# [What is being asked]
After going through the data, give the number of lines that contain the word "front" as your sole answer.

Input material START

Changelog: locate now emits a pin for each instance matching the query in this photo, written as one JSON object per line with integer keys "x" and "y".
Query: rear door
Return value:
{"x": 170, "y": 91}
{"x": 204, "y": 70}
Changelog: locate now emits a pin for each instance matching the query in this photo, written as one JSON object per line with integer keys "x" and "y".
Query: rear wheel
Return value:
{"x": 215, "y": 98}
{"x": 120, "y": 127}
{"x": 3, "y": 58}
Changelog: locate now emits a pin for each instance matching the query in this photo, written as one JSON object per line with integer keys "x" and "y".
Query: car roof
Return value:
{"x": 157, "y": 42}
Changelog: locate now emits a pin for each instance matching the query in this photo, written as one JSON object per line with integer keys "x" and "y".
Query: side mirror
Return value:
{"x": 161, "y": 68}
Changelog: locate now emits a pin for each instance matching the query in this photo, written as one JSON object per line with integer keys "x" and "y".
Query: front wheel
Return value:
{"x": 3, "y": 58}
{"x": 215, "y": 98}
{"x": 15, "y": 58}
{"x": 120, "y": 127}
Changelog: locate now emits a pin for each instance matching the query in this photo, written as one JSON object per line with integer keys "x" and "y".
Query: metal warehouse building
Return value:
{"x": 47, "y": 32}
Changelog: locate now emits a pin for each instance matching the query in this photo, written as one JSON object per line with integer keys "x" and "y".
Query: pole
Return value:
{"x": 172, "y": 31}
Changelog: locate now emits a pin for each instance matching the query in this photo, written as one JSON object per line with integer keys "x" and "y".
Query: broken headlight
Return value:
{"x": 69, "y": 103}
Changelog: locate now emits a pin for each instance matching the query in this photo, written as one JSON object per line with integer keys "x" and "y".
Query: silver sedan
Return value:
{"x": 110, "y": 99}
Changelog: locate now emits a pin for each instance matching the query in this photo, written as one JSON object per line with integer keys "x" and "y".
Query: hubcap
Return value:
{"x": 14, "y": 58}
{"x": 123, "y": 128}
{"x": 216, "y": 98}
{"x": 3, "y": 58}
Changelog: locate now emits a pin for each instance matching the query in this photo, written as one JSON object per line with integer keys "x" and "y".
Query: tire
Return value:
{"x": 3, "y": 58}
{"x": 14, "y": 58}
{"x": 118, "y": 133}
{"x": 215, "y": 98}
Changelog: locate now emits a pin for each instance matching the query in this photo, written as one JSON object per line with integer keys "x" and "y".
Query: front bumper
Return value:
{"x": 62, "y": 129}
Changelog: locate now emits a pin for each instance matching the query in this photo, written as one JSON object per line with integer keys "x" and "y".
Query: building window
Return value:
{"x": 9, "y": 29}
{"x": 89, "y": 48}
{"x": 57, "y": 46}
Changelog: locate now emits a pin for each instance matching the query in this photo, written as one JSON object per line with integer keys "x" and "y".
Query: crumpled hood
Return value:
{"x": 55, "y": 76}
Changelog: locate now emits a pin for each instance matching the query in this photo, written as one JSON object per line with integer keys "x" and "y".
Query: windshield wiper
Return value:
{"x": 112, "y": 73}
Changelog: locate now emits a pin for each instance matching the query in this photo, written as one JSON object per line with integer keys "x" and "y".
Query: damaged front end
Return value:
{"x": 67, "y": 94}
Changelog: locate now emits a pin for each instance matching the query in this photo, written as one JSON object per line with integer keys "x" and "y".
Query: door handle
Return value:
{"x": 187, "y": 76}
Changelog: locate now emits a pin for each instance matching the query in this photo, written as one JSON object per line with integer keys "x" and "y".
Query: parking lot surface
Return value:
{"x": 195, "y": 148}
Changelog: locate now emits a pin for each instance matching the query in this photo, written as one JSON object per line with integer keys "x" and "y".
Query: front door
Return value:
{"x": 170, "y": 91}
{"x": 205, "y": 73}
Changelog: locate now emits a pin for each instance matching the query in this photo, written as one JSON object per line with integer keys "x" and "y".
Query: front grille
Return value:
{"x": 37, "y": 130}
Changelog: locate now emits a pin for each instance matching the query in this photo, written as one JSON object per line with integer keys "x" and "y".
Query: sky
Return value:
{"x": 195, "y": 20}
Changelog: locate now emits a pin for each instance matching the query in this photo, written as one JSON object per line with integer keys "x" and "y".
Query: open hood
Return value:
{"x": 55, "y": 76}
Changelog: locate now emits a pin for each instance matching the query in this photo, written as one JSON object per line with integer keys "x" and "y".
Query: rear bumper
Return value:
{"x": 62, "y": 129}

Input material END

# [Result below]
5